* **WHAT YOU HAVE TO DO**
Faithfully repeat all of the records, as they are written below.

* **SUPPLIED DATA**
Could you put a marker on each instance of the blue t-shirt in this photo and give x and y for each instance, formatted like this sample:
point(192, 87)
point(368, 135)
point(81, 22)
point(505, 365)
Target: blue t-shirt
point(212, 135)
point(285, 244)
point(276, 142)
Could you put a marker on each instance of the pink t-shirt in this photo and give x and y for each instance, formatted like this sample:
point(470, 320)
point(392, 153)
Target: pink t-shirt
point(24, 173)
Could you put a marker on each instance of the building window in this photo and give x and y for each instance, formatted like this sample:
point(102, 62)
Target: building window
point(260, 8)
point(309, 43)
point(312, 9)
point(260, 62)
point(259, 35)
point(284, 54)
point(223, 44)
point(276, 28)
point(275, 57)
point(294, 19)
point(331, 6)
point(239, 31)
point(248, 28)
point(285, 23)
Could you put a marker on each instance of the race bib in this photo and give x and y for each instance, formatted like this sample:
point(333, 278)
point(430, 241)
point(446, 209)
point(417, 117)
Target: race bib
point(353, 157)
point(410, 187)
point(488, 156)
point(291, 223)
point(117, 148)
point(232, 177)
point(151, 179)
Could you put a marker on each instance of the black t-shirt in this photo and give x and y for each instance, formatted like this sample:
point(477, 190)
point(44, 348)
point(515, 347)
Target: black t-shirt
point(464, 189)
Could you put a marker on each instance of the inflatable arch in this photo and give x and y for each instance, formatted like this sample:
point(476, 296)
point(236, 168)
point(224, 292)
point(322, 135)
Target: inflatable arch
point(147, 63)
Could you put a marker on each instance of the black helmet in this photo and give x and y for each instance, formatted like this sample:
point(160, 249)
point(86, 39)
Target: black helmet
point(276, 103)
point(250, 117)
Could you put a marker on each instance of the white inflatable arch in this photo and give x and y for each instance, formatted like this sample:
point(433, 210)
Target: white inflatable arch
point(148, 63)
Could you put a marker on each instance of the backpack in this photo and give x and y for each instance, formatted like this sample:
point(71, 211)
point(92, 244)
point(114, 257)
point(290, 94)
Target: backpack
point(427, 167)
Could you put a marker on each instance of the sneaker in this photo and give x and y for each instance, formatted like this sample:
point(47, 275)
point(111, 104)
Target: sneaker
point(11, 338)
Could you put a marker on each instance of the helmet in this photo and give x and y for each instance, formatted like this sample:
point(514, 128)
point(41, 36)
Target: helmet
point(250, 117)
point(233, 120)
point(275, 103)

* **RESULT**
Could you put a marker on each instance of the blue t-shirt in this photo and give x and y for each instance, formatted like this sample:
point(192, 87)
point(368, 135)
point(81, 22)
point(505, 365)
Target: blue t-shirt
point(212, 135)
point(285, 244)
point(276, 142)
Could you put a marker on each instance of the pink t-shirt in this photo and give x and y for each instance, formatted like this sample:
point(470, 320)
point(392, 153)
Target: pink t-shirt
point(24, 173)
Could you put a marker on each instance of the building window in this photo and give x and y for each instance, formatted like this sample:
point(102, 62)
Target: building window
point(260, 8)
point(309, 43)
point(312, 9)
point(260, 62)
point(259, 35)
point(284, 54)
point(223, 44)
point(276, 28)
point(275, 57)
point(294, 19)
point(331, 6)
point(239, 31)
point(248, 28)
point(285, 23)
Could you put a marker on each instance of the race bib in this photo and give x and y for each instance, formatted like this sample:
point(333, 278)
point(430, 241)
point(446, 209)
point(417, 117)
Target: race bib
point(353, 157)
point(410, 187)
point(488, 156)
point(291, 223)
point(117, 148)
point(232, 177)
point(151, 179)
Could you put a marker on each instance of the black t-shirt in this photo and give x and y for each instance, formatted like this sample:
point(477, 190)
point(44, 348)
point(515, 347)
Target: black t-shirt
point(464, 189)
Could you put a marker on each instance of the inflatable arch in this photo and give x and y for each instance, formatted like this sample:
point(476, 296)
point(236, 168)
point(224, 292)
point(322, 135)
Target: inflatable arch
point(147, 63)
Could you put a marker on each instance of the black helmet in this photo and give x and y for each instance, formatted like this sample:
point(160, 249)
point(86, 39)
Target: black helmet
point(276, 103)
point(250, 117)
Could you put a marker on each instance of the white inflatable arch in this photo and give x and y for each instance, formatted like this sample:
point(433, 210)
Target: white inflatable arch
point(148, 63)
Could you put a marker on each instance of the backpack in this photo and give x and y for each instance, formatted like this sample:
point(71, 211)
point(92, 244)
point(114, 257)
point(290, 94)
Target: backpack
point(427, 167)
Could you put a marker on each instance of the sneaker in this photo and give x and y for each instance, formatted like this sample:
point(47, 275)
point(111, 104)
Target: sneaker
point(11, 338)
Could you put a marker on each instance of the helmet in this photo and give x and y for each instance, formatted like this sample:
point(514, 128)
point(41, 36)
Target: helmet
point(250, 117)
point(233, 120)
point(275, 103)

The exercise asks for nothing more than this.